TASK REQUIREMENTS:
Within the listing that follows, state how many lines include the word "plant"; write only that number.

DATA RECORDS:

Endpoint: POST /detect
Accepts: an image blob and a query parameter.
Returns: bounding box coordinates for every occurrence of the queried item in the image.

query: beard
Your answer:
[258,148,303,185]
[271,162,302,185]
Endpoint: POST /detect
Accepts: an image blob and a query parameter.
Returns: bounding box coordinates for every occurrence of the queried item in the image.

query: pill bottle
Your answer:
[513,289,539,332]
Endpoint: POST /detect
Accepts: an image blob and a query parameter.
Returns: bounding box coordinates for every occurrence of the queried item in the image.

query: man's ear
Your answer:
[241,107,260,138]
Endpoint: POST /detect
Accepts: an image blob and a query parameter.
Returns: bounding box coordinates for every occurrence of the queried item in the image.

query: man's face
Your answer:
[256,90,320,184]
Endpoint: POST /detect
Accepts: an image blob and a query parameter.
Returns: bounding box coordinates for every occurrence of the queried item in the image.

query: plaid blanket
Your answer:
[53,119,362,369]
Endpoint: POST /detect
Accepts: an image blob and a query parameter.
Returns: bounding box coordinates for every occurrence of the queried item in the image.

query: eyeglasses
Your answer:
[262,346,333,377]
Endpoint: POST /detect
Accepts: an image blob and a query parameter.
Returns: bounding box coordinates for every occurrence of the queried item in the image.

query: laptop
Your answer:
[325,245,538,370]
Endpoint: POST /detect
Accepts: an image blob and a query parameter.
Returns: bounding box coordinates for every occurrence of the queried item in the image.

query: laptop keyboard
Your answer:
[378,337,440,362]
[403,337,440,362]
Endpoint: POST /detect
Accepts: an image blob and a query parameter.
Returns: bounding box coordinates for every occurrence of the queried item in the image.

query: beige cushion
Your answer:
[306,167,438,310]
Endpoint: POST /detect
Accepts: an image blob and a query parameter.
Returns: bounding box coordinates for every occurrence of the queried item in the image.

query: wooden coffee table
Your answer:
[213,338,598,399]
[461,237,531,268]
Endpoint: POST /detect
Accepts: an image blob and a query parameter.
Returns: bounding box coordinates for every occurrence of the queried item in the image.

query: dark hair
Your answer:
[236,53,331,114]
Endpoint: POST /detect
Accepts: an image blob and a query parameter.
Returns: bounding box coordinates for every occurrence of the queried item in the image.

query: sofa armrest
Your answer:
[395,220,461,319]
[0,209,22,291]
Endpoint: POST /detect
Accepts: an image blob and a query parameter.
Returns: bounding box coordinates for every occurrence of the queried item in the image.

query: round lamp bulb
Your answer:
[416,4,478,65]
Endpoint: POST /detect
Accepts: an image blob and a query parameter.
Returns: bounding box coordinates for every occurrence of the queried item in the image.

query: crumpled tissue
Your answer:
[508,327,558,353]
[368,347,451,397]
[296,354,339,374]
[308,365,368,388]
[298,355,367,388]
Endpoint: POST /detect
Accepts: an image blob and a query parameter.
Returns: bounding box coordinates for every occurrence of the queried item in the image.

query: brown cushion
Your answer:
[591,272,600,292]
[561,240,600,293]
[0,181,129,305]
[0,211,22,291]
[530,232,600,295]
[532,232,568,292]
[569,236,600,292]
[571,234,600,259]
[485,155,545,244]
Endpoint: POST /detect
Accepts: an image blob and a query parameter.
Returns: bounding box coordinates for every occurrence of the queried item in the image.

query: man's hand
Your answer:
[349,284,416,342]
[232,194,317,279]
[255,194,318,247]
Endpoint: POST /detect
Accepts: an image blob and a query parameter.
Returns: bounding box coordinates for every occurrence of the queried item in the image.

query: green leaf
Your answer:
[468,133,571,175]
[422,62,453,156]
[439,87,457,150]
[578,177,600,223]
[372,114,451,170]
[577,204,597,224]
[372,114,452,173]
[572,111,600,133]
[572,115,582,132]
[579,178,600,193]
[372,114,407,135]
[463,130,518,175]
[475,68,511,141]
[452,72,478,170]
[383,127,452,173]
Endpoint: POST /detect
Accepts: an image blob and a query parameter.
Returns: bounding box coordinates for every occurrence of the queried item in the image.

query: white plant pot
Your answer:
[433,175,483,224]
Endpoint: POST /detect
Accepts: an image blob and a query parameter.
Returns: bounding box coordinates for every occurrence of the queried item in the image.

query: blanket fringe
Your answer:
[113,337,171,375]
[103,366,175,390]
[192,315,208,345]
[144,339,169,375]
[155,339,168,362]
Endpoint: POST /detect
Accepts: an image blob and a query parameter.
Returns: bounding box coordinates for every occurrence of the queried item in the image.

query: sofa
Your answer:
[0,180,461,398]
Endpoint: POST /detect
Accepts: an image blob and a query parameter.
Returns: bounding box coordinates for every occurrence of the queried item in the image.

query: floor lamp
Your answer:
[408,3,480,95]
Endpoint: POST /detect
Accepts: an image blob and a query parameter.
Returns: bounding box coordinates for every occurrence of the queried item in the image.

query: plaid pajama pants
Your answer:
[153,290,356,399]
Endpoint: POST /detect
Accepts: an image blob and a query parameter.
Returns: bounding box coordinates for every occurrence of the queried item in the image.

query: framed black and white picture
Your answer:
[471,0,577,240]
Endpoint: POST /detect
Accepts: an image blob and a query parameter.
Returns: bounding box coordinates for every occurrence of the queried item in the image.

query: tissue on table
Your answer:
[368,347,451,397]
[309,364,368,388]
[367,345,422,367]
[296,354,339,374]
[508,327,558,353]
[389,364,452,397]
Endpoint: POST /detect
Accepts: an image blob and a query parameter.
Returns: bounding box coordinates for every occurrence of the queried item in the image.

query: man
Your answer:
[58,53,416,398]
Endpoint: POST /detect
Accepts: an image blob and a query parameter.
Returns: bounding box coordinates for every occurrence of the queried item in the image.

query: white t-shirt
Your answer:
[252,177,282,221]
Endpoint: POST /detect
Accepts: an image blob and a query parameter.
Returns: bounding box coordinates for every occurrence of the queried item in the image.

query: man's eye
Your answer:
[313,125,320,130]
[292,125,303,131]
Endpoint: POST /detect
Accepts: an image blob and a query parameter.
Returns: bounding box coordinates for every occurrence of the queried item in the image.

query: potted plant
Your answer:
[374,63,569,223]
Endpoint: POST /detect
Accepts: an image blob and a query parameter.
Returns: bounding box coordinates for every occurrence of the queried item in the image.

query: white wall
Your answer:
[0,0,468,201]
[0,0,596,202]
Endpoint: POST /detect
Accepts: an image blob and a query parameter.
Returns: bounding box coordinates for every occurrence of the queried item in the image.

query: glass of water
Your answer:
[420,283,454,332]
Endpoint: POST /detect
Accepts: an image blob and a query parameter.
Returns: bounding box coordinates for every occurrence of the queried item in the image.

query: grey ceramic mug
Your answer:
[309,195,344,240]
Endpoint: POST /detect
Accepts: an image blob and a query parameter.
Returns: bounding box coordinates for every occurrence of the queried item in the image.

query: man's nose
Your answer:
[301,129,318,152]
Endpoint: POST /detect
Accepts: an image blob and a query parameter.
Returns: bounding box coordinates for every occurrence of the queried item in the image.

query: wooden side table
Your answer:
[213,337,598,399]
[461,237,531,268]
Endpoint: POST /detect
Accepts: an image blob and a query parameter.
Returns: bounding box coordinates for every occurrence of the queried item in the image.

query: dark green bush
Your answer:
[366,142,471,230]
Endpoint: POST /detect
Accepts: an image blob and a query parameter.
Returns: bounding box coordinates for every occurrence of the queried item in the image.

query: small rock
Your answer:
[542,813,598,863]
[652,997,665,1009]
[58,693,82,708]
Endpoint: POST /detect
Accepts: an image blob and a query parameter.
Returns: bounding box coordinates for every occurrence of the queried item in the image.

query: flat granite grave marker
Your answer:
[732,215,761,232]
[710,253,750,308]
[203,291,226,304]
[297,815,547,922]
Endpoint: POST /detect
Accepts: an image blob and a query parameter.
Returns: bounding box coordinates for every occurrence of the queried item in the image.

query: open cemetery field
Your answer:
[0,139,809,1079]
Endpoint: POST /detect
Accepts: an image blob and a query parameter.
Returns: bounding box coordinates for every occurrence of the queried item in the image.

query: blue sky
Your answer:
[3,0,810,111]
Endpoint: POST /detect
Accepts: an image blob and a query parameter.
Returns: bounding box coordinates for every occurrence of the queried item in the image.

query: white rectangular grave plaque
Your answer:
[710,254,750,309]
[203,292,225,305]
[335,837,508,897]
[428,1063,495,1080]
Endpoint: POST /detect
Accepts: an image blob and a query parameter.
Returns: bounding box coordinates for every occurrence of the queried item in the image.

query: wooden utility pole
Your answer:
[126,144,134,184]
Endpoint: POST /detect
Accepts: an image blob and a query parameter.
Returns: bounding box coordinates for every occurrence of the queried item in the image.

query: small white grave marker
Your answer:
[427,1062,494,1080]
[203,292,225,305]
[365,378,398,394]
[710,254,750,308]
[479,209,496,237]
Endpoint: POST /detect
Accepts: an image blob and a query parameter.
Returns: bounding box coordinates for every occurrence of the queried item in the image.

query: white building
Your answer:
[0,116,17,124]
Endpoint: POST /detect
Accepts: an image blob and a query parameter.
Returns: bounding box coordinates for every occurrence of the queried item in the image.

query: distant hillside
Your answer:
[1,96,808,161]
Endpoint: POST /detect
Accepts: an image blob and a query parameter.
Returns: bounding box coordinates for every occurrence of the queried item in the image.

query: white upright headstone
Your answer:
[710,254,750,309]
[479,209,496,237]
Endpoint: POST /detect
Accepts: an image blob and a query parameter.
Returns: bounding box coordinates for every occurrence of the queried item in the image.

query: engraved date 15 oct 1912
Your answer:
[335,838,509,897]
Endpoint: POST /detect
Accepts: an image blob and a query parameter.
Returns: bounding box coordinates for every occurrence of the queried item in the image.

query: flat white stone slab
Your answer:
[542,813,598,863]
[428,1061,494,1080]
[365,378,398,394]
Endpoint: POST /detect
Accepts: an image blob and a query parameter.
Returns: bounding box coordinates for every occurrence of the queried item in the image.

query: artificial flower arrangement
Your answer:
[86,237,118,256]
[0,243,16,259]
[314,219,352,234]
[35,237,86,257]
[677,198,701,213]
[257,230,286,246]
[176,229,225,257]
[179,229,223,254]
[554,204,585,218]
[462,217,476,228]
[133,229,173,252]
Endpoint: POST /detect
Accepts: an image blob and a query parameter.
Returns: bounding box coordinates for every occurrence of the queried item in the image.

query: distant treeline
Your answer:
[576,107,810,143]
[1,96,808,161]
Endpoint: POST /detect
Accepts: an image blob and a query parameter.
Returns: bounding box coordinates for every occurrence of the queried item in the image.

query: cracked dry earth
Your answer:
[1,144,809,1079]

SOLUTION FOR THIS EXERCISE:
2